__MATERIAL FOR THIS EXERCISE__:
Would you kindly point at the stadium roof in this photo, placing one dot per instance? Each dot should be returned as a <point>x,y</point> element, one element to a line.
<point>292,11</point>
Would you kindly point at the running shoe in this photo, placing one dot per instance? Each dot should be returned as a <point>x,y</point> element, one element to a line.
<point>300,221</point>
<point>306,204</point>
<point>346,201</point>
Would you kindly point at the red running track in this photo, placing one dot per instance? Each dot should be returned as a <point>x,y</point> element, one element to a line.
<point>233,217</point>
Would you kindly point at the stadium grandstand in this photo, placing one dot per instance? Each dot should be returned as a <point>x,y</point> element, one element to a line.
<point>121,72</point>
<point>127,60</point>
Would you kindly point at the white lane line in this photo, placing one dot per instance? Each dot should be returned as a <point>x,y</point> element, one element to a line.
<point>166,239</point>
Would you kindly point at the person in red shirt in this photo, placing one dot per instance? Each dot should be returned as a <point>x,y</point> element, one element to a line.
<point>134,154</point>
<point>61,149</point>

--

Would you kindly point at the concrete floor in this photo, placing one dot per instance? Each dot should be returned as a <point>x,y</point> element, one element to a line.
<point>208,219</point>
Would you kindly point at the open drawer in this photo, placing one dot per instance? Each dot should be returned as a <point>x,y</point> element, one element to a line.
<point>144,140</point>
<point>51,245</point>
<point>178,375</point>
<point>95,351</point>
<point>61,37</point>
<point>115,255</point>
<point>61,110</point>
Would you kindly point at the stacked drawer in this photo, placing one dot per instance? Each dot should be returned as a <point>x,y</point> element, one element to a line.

__THE PROBLEM__:
Reproduce exactly, and with no other material, the lines between those holding "Would you kindly point at the concrete" and "Would you kindly point at the stacked", inclusive.

__RESULT OF THE EXERCISE__:
Would you kindly point at the concrete floor in this photo, placing one dot per instance? Each dot should be returned as a <point>x,y</point> element, one element to a line.
<point>208,219</point>
Would you kindly point at the open drawer in this photo, placing one dot per instance? Each dot should be returned as a <point>x,y</point> element, one element to a line.
<point>144,140</point>
<point>51,245</point>
<point>178,375</point>
<point>95,351</point>
<point>61,37</point>
<point>115,255</point>
<point>61,110</point>
Would you kindly point at the stacked drawer in this photo, placing one dot per instance? Each dot should be returned as a <point>x,y</point> element, one element to a line.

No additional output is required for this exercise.